▶ [DATA PROVIDED]
────────
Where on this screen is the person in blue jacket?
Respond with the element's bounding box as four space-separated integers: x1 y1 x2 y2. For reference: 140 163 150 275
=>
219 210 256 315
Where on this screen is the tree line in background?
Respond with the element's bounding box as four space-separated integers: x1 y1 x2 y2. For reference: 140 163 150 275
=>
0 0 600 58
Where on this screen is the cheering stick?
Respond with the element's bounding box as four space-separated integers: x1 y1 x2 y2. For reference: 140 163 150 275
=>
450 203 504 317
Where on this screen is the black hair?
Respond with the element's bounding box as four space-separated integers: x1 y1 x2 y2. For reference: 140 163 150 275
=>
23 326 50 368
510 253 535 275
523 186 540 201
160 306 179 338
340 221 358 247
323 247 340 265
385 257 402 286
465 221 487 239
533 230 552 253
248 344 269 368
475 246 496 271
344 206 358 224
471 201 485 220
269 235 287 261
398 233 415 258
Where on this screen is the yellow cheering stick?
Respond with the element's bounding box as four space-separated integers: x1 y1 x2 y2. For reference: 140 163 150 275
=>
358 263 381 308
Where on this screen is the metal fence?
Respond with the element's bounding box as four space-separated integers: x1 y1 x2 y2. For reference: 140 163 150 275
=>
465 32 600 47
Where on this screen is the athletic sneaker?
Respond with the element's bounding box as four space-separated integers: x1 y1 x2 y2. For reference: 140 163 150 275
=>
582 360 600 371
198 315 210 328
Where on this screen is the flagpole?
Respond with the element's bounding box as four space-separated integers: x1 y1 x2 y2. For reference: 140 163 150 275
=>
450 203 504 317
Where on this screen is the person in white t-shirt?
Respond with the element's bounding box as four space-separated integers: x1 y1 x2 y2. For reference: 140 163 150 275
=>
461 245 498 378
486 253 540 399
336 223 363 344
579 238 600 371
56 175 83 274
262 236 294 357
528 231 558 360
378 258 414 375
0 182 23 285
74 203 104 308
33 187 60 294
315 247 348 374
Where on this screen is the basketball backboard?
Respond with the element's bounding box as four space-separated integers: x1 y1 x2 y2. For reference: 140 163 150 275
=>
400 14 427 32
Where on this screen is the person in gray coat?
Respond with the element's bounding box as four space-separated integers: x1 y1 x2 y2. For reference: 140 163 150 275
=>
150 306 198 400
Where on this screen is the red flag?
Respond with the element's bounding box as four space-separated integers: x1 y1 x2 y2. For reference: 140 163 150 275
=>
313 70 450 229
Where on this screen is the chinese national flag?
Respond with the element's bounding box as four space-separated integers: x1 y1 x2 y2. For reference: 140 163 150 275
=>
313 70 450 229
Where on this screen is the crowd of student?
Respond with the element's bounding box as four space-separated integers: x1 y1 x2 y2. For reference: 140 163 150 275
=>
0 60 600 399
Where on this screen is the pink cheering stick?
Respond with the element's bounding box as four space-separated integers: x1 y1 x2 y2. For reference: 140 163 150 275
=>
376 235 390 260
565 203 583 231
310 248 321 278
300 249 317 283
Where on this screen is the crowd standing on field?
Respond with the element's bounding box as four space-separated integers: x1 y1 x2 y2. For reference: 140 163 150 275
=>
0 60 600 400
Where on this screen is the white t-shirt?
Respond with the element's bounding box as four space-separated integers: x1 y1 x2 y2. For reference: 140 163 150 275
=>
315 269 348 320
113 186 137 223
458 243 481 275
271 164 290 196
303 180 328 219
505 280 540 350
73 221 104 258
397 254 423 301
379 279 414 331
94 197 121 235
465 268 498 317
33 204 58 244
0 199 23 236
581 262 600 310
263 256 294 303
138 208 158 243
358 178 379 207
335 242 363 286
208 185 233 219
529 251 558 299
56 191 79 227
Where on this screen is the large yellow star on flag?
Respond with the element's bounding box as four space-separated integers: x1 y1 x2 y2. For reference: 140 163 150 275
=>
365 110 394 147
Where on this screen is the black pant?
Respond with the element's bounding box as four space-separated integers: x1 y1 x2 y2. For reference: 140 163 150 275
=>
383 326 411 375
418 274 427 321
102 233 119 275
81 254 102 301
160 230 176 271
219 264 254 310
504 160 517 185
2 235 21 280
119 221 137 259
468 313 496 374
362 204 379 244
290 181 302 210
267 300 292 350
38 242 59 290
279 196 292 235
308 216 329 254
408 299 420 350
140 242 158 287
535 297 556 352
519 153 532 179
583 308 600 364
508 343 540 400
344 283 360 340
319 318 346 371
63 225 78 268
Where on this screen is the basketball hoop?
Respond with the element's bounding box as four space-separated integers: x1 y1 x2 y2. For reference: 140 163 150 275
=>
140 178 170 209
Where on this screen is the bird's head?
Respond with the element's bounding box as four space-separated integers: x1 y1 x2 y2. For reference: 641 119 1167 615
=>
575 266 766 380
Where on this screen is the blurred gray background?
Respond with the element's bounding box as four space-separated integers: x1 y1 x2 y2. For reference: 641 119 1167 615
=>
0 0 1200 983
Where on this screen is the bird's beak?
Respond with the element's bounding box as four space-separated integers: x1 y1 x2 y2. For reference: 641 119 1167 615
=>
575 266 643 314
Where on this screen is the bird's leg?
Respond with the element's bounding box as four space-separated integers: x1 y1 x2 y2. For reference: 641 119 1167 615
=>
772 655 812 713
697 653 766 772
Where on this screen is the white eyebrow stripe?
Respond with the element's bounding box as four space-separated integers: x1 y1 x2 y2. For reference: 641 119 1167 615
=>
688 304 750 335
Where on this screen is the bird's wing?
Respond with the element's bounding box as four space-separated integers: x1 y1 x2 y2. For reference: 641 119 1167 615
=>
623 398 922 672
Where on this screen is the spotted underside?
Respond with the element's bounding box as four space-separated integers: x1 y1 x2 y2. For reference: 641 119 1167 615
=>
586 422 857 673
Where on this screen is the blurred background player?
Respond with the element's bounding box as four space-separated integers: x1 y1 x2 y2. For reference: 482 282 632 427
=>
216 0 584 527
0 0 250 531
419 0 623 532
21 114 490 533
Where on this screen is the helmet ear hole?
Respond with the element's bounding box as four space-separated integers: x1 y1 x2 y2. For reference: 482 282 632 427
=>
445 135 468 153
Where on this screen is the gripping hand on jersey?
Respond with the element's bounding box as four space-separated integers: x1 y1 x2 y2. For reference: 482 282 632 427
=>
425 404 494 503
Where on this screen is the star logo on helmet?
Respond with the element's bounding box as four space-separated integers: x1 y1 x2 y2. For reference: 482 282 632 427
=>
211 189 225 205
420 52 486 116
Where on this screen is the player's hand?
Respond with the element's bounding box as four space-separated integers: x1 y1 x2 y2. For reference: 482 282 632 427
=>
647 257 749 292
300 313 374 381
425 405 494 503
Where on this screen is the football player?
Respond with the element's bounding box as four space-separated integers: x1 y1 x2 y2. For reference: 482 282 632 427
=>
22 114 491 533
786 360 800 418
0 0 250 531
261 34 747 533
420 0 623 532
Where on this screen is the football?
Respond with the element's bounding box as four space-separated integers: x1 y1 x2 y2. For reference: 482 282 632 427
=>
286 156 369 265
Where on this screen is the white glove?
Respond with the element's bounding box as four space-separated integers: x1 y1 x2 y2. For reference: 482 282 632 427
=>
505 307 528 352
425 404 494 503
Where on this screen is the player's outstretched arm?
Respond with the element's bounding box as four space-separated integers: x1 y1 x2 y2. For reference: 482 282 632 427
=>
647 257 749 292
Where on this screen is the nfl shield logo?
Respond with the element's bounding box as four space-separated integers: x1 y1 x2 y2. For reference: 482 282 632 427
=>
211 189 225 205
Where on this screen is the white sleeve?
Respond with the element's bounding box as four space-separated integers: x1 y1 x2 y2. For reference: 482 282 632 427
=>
────────
Rewrite all the records above, replacing "on this screen" with "on this page" and leaving everything else unchanged.

Where on this page is the person in blue jacket?
Respond with the element's bounding box as four space-separated integers: x1 y1 x2 y2. For reference: 140 163 150 275
=>
219 210 256 315
Where on this page is the tree line in background?
Respond with the element's bounding box as four space-separated integers: x1 y1 x2 y2. For reference: 140 163 150 275
=>
0 0 600 58
Where on this page is the cheering stick?
Respond with the element's bounding box as four space-separated integers: x1 y1 x2 y2. For reference: 140 163 150 275
=>
450 203 504 317
Where on this page is the black hair?
Respond with the element's bounding box as four space-separated integers: x1 y1 x2 y2. For reference: 140 163 150 275
=>
23 326 50 368
510 253 535 275
523 186 540 201
160 306 179 338
340 221 358 247
323 247 340 265
385 257 402 286
465 221 487 239
533 230 552 253
248 344 269 368
475 246 496 271
344 206 358 224
471 201 485 220
269 235 287 261
398 233 415 258
Where on this page is the yellow cheering stick?
Respond with the element's bounding box as four space-separated integers: x1 y1 x2 y2. For reference: 140 163 150 275
=>
358 263 381 308
Where on this page is the metal fence?
Respond with the element's bounding box as four space-separated integers: x1 y1 x2 y2. For reference: 140 163 150 275
=>
465 32 600 47
Where on this page is the athletic sneaker?
Respond with the element's bounding box as four space-separated integers: x1 y1 x2 y2. For reference: 140 163 150 275
=>
582 360 600 371
198 315 210 328
Where on this page is the flagpole?
Respond with the element's bounding box as four space-separated integers: x1 y1 x2 y2. For reference: 140 163 150 275
=>
450 203 504 317
Where on this page is the person in white t-shirt?
Respond with the element's bounding box as four space-separated integers: x1 y1 x2 y2. For reference: 140 163 150 275
=>
461 245 498 378
486 253 540 399
336 223 363 344
579 238 600 371
56 175 83 274
262 236 294 357
528 231 558 360
378 258 414 375
0 182 23 285
74 203 104 308
33 187 60 294
315 247 348 374
Where on this page is the basketball backboard?
Respond with the element's bounding box as four space-separated integers: x1 y1 x2 y2. For reference: 140 163 150 275
=>
400 14 427 32
Where on this page is the person in gray coat?
Respond with the element's bounding box as four space-separated integers: x1 y1 x2 y2. For reference: 140 163 150 275
=>
150 306 198 400
Where on this page is the red flag?
Respond with the element's bounding box as four space-separated integers: x1 y1 x2 y2. For reference: 140 163 150 275
=>
313 70 450 229
Where on this page is the chinese national flag?
Respond with the element's bounding box as four space-separated integers: x1 y1 x2 y2. For reference: 140 163 150 275
=>
313 70 450 229
Where on this page is the crowd of student?
Respond with the element's bounding box as four space-separated integers: x1 y1 x2 y2. For reference: 140 163 150 275
=>
0 60 600 399
Where on this page is the pink cheering stick?
Respond with the element's bounding box as four space-separated integers: x1 y1 x2 y2. For reference: 140 163 150 275
=>
376 235 390 260
565 203 583 231
310 248 321 278
300 249 317 283
Where on this page is the crowd standing on field?
Respond with the element's bounding box as four space-separated integers: x1 y1 x2 y2. For reference: 140 163 150 275
=>
0 60 600 400
Where on this page is the white t-shirt?
Respond with the element's bounding box as four space-separated integers: x1 y1 x2 y2. For reference: 140 163 150 275
=>
315 269 348 320
113 186 137 223
458 243 481 275
271 164 290 196
303 180 328 219
505 280 540 350
73 221 104 258
397 254 423 301
379 279 414 331
94 197 121 235
465 268 498 317
33 204 58 244
0 199 23 236
581 262 600 310
263 256 294 303
138 208 158 243
358 178 379 207
335 242 363 286
208 185 233 219
529 251 558 299
56 191 79 227
Where on this page is the large yellow star on flag?
Respond with the element's bounding box as four space-separated integers: x1 y1 x2 y2. For reference: 140 163 150 275
=>
365 110 394 147
Where on this page is the black pant?
Respond with the element's bounding box as four space-separated integers: x1 y1 x2 y2. For reference: 140 163 150 275
=>
383 326 411 375
418 274 427 321
102 233 119 275
81 254 102 301
160 230 176 271
219 264 254 310
504 160 517 185
2 235 21 280
119 221 137 259
468 313 496 374
362 204 379 244
290 181 302 210
267 300 292 350
38 242 59 290
279 196 292 235
308 216 329 254
408 299 420 350
140 242 158 287
535 297 556 352
519 153 532 179
583 308 600 364
508 343 540 400
344 283 360 340
319 318 346 371
63 225 78 268
Where on this page is the basketball hoop?
Respond with the element's bounding box as four space-separated integers: x1 y1 x2 y2. For reference: 140 163 150 275
=>
140 178 170 209
Where on this page is the bird's head?
Respond with the element's bounding box as four space-separated integers: x1 y1 x2 y2. For reference: 641 119 1167 615
=>
575 266 766 380
Where on this page is the blurred gray background?
Respond with the element's bounding box as four space-separated integers: x1 y1 x2 y2. For reference: 641 119 1167 615
=>
0 0 1200 983
Where on this page is the bird's beak?
Respond with the element's bounding box as four space-separated integers: x1 y1 x2 y2. For reference: 641 119 1167 615
=>
575 266 643 314
Where on this page is the bird's leg?
Respond with the element's bounding box as four space-separated integers: x1 y1 x2 y2. For reference: 641 119 1167 615
=>
772 655 812 713
697 653 766 772
Where on this page is the white eyebrow stripe?
Respond with the element's bounding box as four space-separated integers: x1 y1 x2 y2. For reference: 641 119 1167 615
=>
688 304 750 335
Where on this page is the bird's wing?
Respond with the element's bounding box as four space-separated integers: x1 y1 x2 y2. For reference: 641 119 1167 615
=>
623 398 922 672
Where on this page is the spotted underside?
Respond with the element's bounding box as four space-separated integers: x1 y1 x2 y2. For reference: 641 119 1167 615
=>
586 422 857 673
Where on this page is the blurred background player?
Respond with the element's bounding box as four space-separated integers: x1 y1 x2 y2. For reference: 482 282 632 427
=>
216 0 584 527
0 0 250 531
419 0 623 532
21 114 490 533
Where on this page is the helmet ear hole?
Respond with the element's bounding box as four space-separated integers: x1 y1 x2 y2. For reference: 482 282 632 427
=>
445 135 468 153
Where on this page is the gripping hand on jersey?
Respond with the element's bounding box as four space-separated integers: x1 y1 x2 y2. For reference: 482 282 632 427
=>
425 404 494 503
Where on this page is the star logo on helmet?
Respond with the element's bounding box as four space-separated integers: x1 y1 x2 y2. For reference: 482 282 632 427
=>
211 189 225 205
420 52 486 116
Where on this page is the player's hand?
Respond with the element's bounding box as four space-separated integers: x1 y1 x2 y2. For reference: 482 282 632 427
=>
647 257 749 292
300 313 374 381
425 405 494 503
Where on this page is the football player?
Respond with the element's bounding box as four space-separated integers: x1 y1 x2 y2. For reference: 482 282 632 427
=>
22 114 491 533
786 360 800 418
0 0 250 531
261 34 747 533
420 0 623 532
Where on this page is the football?
Respond with the element's bounding box as four space-separated integers: x1 y1 x2 y2. For reference: 482 282 632 427
=>
286 156 369 265
Where on this page is the white glove?
Respond with the element's bounding box as four space-separated integers: x1 y1 x2 y2. For reference: 482 282 632 427
=>
505 307 528 352
425 404 494 503
Where on this page is the player's outstretched arm?
Respond with the element's bounding box as four space-separated integers: x1 y1 x2 y2. For reference: 482 282 632 427
=>
647 257 749 292
Where on this page is the nfl shield logo?
Respond with the element's bounding box as four space-separated integers: x1 y1 x2 y2. For reference: 482 282 632 427
=>
211 189 225 205
Where on this page is the white sleeve?
Respond with the element's bounding box as four space-separated integers: x1 y1 x2 y2. For reference: 482 282 632 427
=>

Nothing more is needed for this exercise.